課題一覧:
• a. 本文のうち、「1. 出生時育児休業制度(男性版産休)の新設」で始まり「くい雰囲気」があるようです。」で終わる部分を一字一句変えずに出力してください。
• b. 次の(i)〜(iii)の記述が本文の内容と一致するか、それぞれ「はい」か「いいえ」で答え、判断の根拠となる本文の言葉をそのまま引用してください。
(i) 改正法により、男性は必ず育児休業を取らなくてはいけなくなった。
(ii) 改正育児・介護休業法は2021年6月3日に成立した。
(iii) 違反した場合、労働局から指導や勧告を受けることがある。
• c. 本文について、次の(i)と(ii)に答えてください。
(i) 法改正案の骨子として1番目に挙げられているものは何ですか。
(ii) 日本経済新聞社の調査で、法改正で男性が育休を取得しやすくなるかという問いに、半数超は何と回答しましたか。

ススメ!育休取得!

2021年6月3日 改正育児・介護休業法が成立。その中に「男性版産休」「義務」の文字が散見されたことから「男性の育休が義務化?!」という情報が錯綜しましたが、そうではありません。
よくよく資料を読んでいくと、法改正案の骨子は以下の3点に分類されます。

  1. 出生時育児休業制度(男性版産休)の新設
  2. 企業側から従業員への通知と取得促進の義務化
  3. 育休の分割

つまり、義務化されたのは育児休業の「取得推進」についてであり、必ず男性が育児休業を取らなくてはいけないということではありません。
ただし、従来努力義務にすぎなかったものがひきあげられ、違反した場合は労働局から指導や勧告を受ける場合がありますので、注意が必要です。
では、事業所は、どのような方法で取得推進をしていけばよいのでしょうか。

まずはみんなが「自分ごと」に

日本経済新聞社の調査を読んだところによると、この法改正で男性が育休を取得しやすくなるかという問いに、半数超が「思わない」と回答したそうで、多くの職場で依然「育休が取りにくい雰囲気」があるようです。

表示データ:

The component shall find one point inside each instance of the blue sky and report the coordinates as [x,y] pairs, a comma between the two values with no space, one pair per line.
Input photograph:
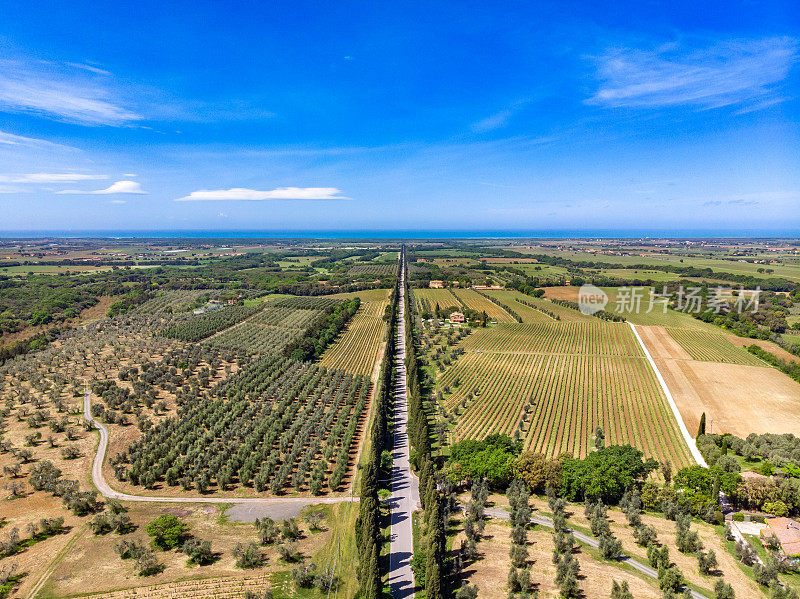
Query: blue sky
[524,116]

課題別解答:
• a.
1. 出生時育児休業制度(男性版産休)の新設
  2. 企業側から従業員への通知と取得促進の義務化
  3. 育休の分割

つまり、義務化されたのは育児休業の「取得推進」についてであり、必ず男性が育児休業を取らなくてはいけないということではありません。
ただし、従来努力義務にすぎなかったものがひきあげられ、違反した場合は労働局から指導や勧告を受ける場合がありますので、注意が必要です。
では、事業所は、どのような方法で取得推進をしていけばよいのでしょうか。

まずはみんなが「自分ごと」に

日本経済新聞社の調査を読んだところによると、この法改正で男性が育休を取得しやすくなるかという問いに、半数超が「思わない」と回答したそうで、多くの職場で依然「育休が取りにくい雰囲気」があるようです。

• b.
(i) いいえ。「必ず男性が育児休業を取らなくてはいけないということではありません」
(ii) はい。「2021年6月3日 改正育児・介護休業法が成立」
(iii) はい。「違反した場合は労働局から指導や勧告を受ける場合があります」

• c.
(i) 出生時育児休業制度(男性版産休)の新設
(ii) 「思わない」